§ Instructions:
[a] In two sentences, summarize the investors' rights agreement passage below.
[b] Reproduce the investors' rights agreement passage below, starting at "The Company and the" and ending at "case may be.".

* begin Document passage *

INVESTORS’ RIGHTS AGREEMENT
EXHIBIT 99.4
This Investors’ Rights Agreement (this “Agreement”) is made and entered into as of this day of August, 2004, by and between Crown Financial Group, Inc., a New Jersey corporation (the “Company”), and Sky Capital Holdings Ltd. and Sky Capital Enterprises Inc. (individually a “Purchaser” or “Holder” and collectively, the “Purchasers” or the “Holders”).
PREAMBLE
This Agreement is made pursuant to two identical Subscription and Stock Sale Agreements of even date with this Agreement, by and between each Purchaser and the Company (each a “Purchase Agreement”)
The Company and the Purchasers hereby agree as follows:
1. Definitions. Pursuant to the Purchase Agreements, the Company and Holders have entered into a Registration Rights Agreement of even date (“Registration Rights Agreement”). Capitalized terms used and not otherwise defined herein that are defined in the Purchase Agreement or in the Registration Rights Agreement shall have the meanings given such terms in the Purchase Agreement or Registration Rights Agreement as the case may be.

* end Document passage *
* begin Data segment *

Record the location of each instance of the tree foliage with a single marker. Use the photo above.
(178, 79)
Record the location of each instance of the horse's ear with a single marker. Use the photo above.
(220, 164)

* end Data segment *

§ Solution set:
[a] The Investors' Rights Agreement is entered into as of August 2004 between Crown Financial Group, Inc., a New Jersey corporation, and the purchasers Sky Capital Holdings Ltd. and Sky Capital Enterprises Inc. It is made under two identical Subscription and Stock Sale Agreements, and capitalized terms it does not define take their meanings from those purchase agreements or from the Registration Rights Agreement of even date.

[b]
The Company and the Purchasers hereby agree as follows:
1. Definitions. Pursuant to the Purchase Agreements, the Company and Holders have entered into a Registration Rights Agreement of even date (“Registration Rights Agreement”). Capitalized terms used and not otherwise defined herein that are defined in the Purchase Agreement or in the Registration Rights Agreement shall have the meanings given such terms in the Purchase Agreement or Registration Rights Agreement as the case may be.